Reproduce the records below line for line, with no changes.

(Labeled-object pointing records)
[start]

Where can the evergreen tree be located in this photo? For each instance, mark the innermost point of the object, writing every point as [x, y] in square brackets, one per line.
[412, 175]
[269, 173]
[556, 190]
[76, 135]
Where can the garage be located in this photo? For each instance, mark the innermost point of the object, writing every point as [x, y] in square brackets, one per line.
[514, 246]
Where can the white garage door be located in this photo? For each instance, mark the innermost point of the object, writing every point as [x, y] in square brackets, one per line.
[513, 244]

[end]

_IN RESPONSE_.
Where can the evergreen tree be located in this photo? For each instance, mark the innermost point of the object, writing every point as [x, y] in square brackets, one per line.
[412, 175]
[269, 173]
[556, 190]
[76, 135]
Where can the garage be located in this photo? For each instance, mark the innermost point of the object, writing every point as [x, y] in square brackets, one per line.
[514, 246]
Where can the white garage door be located in this photo? For each instance, mark the innermost point of the object, writing every point as [x, y] in square brackets, one per line.
[513, 244]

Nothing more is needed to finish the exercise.